■ Task to carry out:
Make an exact copy of the lines from the one holding "of the maang" through the end of the entries below, both ends kept, and of nothing else. Exclude pictures.
= Beginning of Section =
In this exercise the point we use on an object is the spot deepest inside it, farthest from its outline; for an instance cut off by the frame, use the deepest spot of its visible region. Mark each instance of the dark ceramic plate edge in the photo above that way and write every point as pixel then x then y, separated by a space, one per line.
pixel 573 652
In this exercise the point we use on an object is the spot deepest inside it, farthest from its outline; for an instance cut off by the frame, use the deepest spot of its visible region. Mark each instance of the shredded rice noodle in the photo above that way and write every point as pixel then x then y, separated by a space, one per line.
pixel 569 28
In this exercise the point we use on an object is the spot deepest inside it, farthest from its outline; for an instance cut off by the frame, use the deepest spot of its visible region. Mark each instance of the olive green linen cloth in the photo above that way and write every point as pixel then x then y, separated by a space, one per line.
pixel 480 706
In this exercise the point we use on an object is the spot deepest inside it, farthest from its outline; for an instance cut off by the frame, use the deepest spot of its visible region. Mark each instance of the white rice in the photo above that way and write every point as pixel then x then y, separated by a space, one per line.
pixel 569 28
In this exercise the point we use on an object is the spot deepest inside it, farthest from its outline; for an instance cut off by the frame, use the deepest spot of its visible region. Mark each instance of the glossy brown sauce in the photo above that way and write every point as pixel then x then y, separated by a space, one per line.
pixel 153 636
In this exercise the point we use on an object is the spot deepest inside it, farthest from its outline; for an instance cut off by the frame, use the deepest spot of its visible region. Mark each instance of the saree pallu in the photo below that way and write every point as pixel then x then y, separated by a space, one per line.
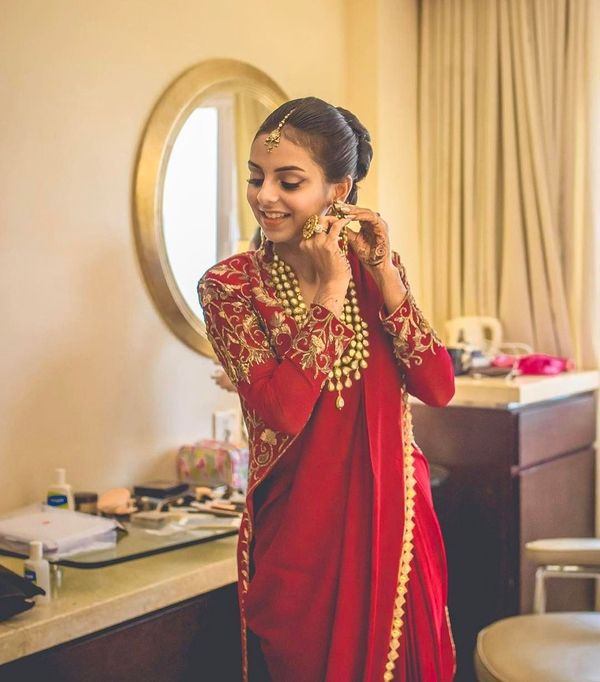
pixel 342 566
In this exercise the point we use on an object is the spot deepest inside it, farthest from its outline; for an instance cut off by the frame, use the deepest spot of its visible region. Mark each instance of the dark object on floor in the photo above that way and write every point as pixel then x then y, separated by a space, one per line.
pixel 16 593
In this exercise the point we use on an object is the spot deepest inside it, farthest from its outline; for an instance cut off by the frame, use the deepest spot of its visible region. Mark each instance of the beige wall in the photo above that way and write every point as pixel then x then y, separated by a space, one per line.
pixel 90 378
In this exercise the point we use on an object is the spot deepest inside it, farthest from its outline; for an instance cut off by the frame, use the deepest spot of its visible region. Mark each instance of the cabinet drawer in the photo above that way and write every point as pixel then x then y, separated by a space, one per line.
pixel 552 429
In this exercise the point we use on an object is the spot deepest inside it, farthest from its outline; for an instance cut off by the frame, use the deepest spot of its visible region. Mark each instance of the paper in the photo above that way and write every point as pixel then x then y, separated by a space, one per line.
pixel 62 532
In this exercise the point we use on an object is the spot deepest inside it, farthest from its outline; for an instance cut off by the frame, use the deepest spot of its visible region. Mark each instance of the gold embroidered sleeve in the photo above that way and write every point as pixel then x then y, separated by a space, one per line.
pixel 233 328
pixel 412 334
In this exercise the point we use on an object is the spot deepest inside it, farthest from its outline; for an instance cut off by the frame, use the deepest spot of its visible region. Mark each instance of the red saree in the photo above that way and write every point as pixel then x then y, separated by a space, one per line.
pixel 341 560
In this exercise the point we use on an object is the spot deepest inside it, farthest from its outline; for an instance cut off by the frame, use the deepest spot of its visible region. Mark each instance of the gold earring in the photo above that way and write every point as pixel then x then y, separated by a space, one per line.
pixel 310 226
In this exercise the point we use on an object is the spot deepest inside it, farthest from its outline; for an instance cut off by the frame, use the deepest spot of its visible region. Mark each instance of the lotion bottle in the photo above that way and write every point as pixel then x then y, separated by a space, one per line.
pixel 37 569
pixel 60 494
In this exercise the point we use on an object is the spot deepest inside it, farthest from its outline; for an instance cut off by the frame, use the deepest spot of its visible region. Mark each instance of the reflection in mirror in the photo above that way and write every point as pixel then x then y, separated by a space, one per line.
pixel 189 195
pixel 205 214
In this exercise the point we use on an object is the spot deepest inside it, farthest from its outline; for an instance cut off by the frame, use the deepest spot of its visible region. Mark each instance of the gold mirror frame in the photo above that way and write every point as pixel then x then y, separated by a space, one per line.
pixel 166 120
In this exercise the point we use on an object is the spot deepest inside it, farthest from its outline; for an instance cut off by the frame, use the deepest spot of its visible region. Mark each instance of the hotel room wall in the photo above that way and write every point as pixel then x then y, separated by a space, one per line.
pixel 91 378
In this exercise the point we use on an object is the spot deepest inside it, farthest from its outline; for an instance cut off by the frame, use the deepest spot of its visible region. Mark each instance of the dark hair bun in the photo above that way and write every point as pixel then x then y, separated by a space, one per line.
pixel 337 140
pixel 363 143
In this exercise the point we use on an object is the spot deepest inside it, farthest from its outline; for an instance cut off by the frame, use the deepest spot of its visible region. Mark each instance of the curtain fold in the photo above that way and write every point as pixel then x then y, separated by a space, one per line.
pixel 504 203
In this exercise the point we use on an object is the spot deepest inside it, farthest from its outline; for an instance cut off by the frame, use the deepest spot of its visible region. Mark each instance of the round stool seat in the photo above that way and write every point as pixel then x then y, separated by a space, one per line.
pixel 549 647
pixel 564 551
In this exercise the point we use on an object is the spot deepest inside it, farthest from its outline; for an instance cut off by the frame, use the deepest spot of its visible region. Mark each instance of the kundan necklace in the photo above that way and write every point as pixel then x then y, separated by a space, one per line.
pixel 347 367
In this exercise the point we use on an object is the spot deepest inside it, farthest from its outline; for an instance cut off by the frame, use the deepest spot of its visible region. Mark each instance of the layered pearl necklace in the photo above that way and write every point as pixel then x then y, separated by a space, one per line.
pixel 354 358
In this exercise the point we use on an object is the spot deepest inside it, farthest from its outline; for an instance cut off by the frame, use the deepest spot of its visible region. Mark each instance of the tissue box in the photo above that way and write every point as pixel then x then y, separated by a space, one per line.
pixel 212 463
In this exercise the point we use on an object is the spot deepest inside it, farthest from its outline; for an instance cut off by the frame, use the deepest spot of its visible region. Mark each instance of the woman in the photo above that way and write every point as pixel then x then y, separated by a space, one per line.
pixel 342 571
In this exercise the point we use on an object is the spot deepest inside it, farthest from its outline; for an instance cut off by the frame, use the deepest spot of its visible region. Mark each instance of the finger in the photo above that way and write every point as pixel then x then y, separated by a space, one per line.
pixel 352 208
pixel 336 228
pixel 366 214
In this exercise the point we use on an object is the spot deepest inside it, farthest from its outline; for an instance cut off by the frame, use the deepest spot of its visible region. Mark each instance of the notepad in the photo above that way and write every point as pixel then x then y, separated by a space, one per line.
pixel 62 532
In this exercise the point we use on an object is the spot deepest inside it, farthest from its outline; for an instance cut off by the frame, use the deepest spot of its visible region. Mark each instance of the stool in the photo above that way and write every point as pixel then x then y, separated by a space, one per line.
pixel 546 647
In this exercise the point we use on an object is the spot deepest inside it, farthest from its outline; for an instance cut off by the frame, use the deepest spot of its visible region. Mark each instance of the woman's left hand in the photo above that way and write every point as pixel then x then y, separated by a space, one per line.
pixel 372 243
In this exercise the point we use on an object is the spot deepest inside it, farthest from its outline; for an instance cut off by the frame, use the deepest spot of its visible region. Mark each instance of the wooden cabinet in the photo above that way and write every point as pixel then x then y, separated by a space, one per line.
pixel 197 641
pixel 514 475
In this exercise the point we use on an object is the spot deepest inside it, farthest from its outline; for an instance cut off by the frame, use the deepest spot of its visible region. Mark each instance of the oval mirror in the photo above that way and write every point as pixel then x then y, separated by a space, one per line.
pixel 189 207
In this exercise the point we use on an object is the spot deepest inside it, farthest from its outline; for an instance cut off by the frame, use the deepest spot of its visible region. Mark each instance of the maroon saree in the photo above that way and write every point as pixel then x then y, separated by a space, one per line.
pixel 341 560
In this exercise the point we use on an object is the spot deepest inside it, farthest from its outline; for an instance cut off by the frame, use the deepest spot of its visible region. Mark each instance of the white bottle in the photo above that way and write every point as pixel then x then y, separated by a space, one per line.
pixel 60 494
pixel 37 569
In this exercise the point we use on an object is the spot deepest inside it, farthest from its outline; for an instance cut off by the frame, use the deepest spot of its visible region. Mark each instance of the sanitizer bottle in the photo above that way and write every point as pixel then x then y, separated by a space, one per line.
pixel 37 569
pixel 60 493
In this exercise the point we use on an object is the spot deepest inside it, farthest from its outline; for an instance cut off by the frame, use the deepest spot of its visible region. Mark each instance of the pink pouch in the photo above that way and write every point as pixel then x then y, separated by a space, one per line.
pixel 538 363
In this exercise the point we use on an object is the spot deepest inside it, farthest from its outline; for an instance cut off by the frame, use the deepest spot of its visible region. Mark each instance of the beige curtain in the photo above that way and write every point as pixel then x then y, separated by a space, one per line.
pixel 505 219
pixel 249 113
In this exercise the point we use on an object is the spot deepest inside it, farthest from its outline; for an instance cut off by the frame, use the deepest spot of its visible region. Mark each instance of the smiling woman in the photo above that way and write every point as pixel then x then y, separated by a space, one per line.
pixel 320 335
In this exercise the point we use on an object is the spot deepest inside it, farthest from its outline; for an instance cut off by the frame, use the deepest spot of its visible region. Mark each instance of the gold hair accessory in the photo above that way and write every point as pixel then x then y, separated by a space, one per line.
pixel 310 227
pixel 274 137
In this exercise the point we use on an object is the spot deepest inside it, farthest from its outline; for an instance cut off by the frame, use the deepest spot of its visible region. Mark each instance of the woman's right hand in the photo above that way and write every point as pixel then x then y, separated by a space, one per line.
pixel 331 265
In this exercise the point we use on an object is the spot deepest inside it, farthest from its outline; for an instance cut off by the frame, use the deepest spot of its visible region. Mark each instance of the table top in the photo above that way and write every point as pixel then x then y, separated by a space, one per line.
pixel 89 601
pixel 502 393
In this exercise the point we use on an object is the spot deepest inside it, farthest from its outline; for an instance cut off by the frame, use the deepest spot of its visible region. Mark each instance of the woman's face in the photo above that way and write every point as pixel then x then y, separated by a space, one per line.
pixel 286 186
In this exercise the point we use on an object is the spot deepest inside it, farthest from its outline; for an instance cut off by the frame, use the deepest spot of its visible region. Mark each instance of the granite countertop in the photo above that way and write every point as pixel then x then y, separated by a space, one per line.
pixel 497 392
pixel 90 600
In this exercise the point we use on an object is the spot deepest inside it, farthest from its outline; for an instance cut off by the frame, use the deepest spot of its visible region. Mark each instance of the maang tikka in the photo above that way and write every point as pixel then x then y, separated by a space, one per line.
pixel 274 137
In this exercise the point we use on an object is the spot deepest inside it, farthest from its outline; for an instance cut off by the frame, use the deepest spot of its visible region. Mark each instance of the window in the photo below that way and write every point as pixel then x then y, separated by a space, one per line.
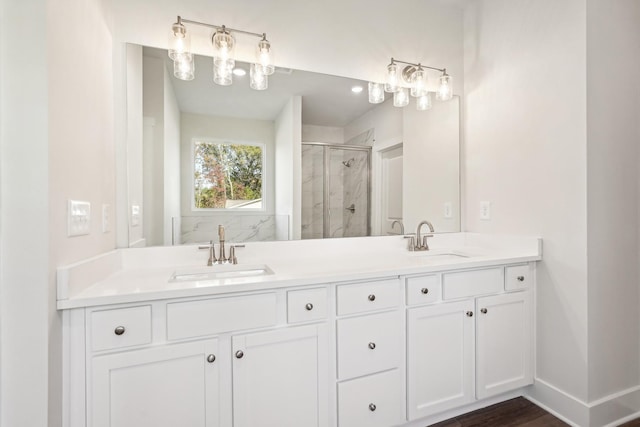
= End of Section =
■ Task result:
In this exercise the point we use on an object is the spot deepest inside it, farthest from its outline; for an instance cut off by the frame, use the deepest spot of its visible region. Mark each instance of the maang tikka in the photo above that way and write every point as pixel then x then y, separated by a space, one per line.
pixel 274 137
In this exercise the point we use on an object is the spot deepest inside it, farthest from its outline; for an instance cut off by the frame, use the deepest spot of its visible region. Mark each instance of the window in the photo below that way and write every point as pixel then x then y, separated by a space, one per line.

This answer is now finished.